Yapılacaklar:
- a) İstinaf başvurusu metnine göre davalı erkek vekili, davacının babası tarafından ödenip kendisine iade edilen tutarın ne olduğunu ileri sürmüştür?
- b) İstinaf başvurusu metnini, gösterilen son cümlenin ardından sürdürün.

Belge Alıntısı:
══════

A. İstinaf Yoluna Başvuranlar

İlk Derece Mahkemesinin yukarıda belirtilen kararına karşı süresi içinde davalı erkek vekili istinaf başvurusunda bulunmuştur.

B. İstinaf Sebepleri

Davalı erkek vekili istinaf dilekçesinde özetle; Mahkeme kararının usul ve kanuna aykırı olduğunu, dava konusu aracın evlilik birliği devam ederken satıldığını, davacının aracı kötü niyetli olarak yani davacının alacağını azaltmak amacıyla devrettiğinin ispatlanmadığını, buna rağmen davacının araç yönünden katılma alacağının hesaplanmasının doğru olmadığını, bir an için davalının aracı kötüniyetli devrettiği kabul edilse bile aracın devir tarihindeki değerinin esas alınması gerektiğini, kadına takılan 7 adet çeyrek altının kadına özgülendiğinin belli olmadığını, yine diğer ziynetlerin sayısının ve niteliklerinin tanık beyanları ile ispat edilemediğini, yine davacının bunlarla taşınmaz alımına katkıda bulunduğunun ispat edilemediğini, davacının hem araç hem de taşınmaz alımına katkıda bulunduğunu iddia edip, hangisine ne kadar miktarda katkıdan bulunduğunu açıkça beyan etmediğini, davacının babasının katkıda bulunduğunu beyan ettiği kısmın daha önceki davalardaki dilekçeler ile çelişkili olduğunu, davacının babası tarafında ödenen 14.000,00 TL'nin kendisine iade edildiğini, buna dair dekontu sunmalarına rağmen dikkate alınmadığını ileri sürerek; davanın kabulü yönünden istinaf yoluna başvurmuştur.

══════

Sağlanan Veriler:
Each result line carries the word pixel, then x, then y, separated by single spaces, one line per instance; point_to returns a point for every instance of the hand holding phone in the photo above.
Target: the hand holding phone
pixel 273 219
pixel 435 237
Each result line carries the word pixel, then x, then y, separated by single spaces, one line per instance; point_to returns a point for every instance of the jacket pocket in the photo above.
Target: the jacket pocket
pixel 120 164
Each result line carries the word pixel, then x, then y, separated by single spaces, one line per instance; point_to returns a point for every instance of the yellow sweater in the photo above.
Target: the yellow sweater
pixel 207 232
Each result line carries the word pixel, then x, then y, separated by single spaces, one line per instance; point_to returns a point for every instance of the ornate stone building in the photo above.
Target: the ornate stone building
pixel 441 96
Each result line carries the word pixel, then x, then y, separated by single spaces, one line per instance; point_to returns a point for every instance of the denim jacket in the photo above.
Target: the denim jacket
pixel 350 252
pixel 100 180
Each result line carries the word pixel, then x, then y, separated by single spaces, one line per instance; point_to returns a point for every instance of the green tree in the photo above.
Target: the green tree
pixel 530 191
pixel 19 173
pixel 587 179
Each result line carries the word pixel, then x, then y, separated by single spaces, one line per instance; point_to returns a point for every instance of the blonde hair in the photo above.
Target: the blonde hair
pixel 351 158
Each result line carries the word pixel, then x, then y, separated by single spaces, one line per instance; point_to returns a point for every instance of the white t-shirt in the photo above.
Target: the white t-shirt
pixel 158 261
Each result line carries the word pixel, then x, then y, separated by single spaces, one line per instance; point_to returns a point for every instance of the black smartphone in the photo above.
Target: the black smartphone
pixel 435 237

══════

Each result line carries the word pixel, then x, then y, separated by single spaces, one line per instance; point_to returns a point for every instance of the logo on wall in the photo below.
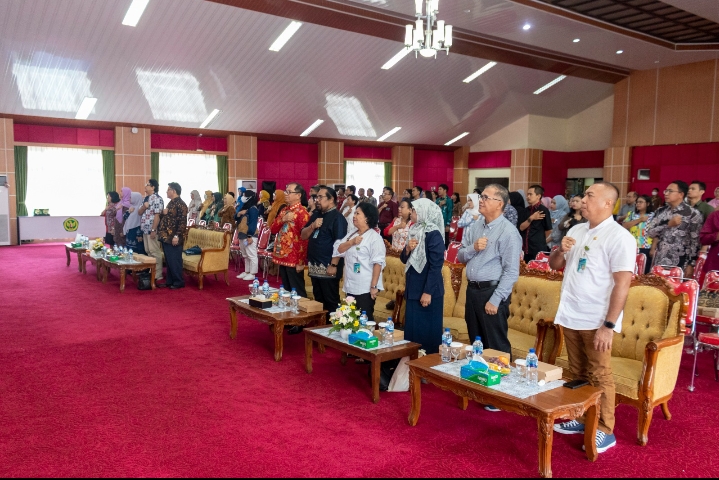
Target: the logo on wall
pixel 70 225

══════

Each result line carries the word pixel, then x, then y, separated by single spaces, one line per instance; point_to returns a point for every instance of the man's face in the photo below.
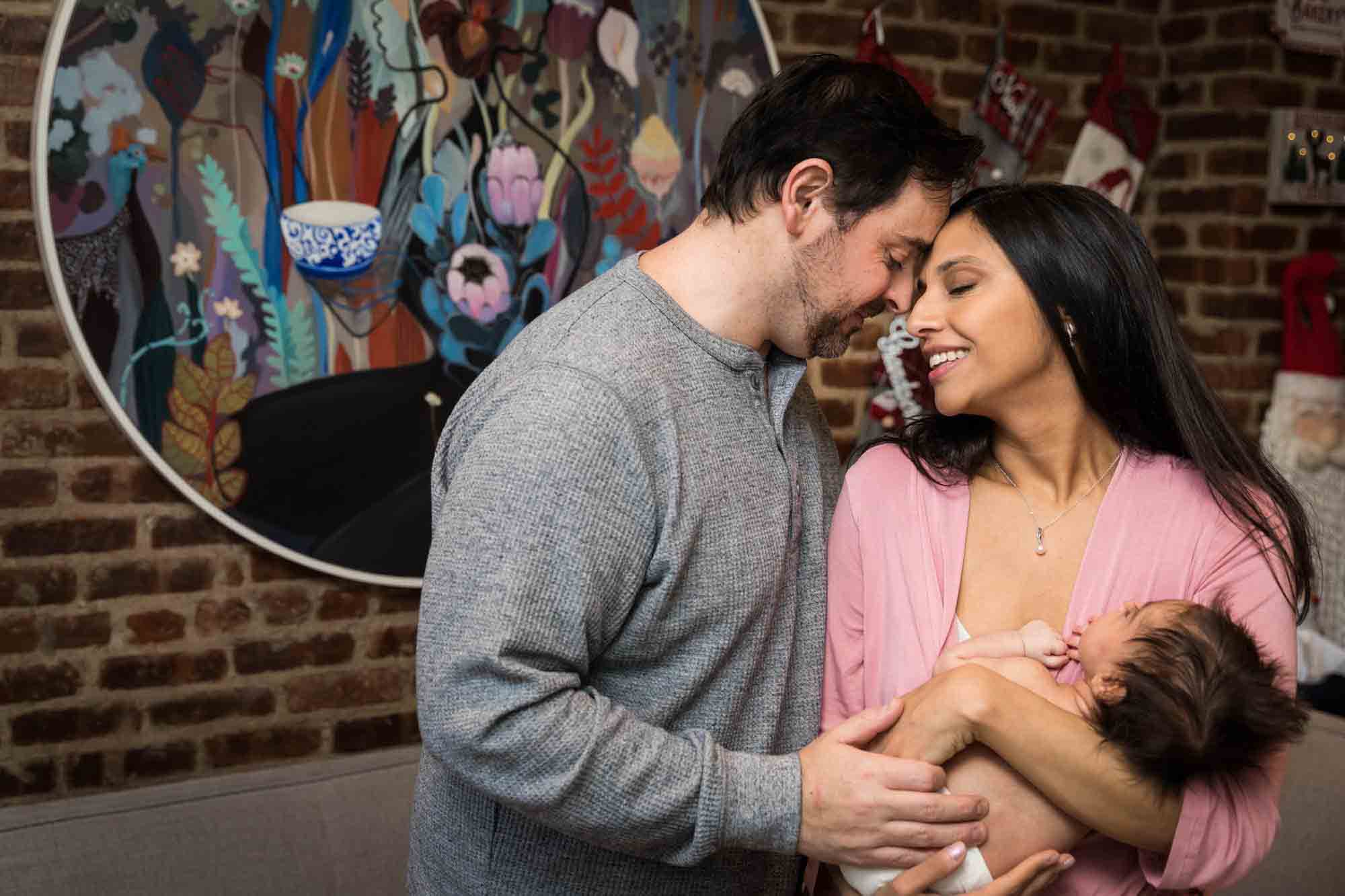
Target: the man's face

══════

Görev Sonuçları:
- a) 14.000,00 TL.

- b)
C. Gerekçe ve Sonuç

Bölge Adliye Mahkemesinin yukarıda tarih ve sayısı belirtilen kararı ile; dava konusu taşınmazın davalı tarafından satış ve ipotek sebebine bağlı olarak 2016 tarihinde edinildiği, taşınmaz için çekilen kredinin 62 aylık taksitinin evlilik birliği içerisinde mal rejiminin geçerli olduğu dönemde ödendiği, davacının ziynetleri ile babasından miras payına istinaden aldığı paralarla taşınmazın alımına katkıda bulunduğu, davacının taşınmazda ziynetleri ve babası tarafından miras payına istinaden yapılan ödemeler dolayısıyla değer artış payı alacağının olduğu, ayrıca katılma alacağının bulunduğu, dava konusu aracın davalı tarafından 12.11.2019 tarihinde edinildiği, 22.09.2020 tarihinde dava açılmadan önce satıldığı, eşlerden birinin mal rejiminin sona ermesinden önceki bir yıl içinde diğer eşin rızası olmadan, olağan hediyeler dışında yaptığı karşılıksız kazandırmalar ile bir eşin mal rejiminin devamı süresince diğer eşin katılma alacağını azaltmak kastıyla yaptığı devirler eklenecek değerler olarak hesaplamada dikkate alınacağı, davalı aracı boşanma davası açılmadan 6 ay önce sattığından ve davalı da satış bedelini ihtiyaçlara harcadığını ispat edemediğinden davacının evlilik birliği içinde alınan araçta katılma alacağının olduğu, davanın kabul edilmesinde ve belirlenen miktarda herhangi bir hata olmadığı gerekçesiyle davalının istinaf başvurusunun esastan reddine karar verilmiştir.

V. TEMYİZ

A. Temyiz Yoluna Başvuranlar

Bölge Adliye Mahkemesinin yukarıda belirtilen kararına karşı süresi davalı erkek vekili temyiz isteminde bulunmuştur.

B. Temyiz Sebepleri

Davalı erkek vekili temyiz dilekçesinde özetle; istinaf dilekçesindeki beyanlarını tekrarla davanın kabulü yönünden kararın bozulmasına karar verilmesini talep etmiştir.

C. Gerekçe

1. Uyuşmazlık ve Hukuki Nitelendirme

Uyuşmazlık, değer artış payı ve katılma alacağı istemine ilişkindir.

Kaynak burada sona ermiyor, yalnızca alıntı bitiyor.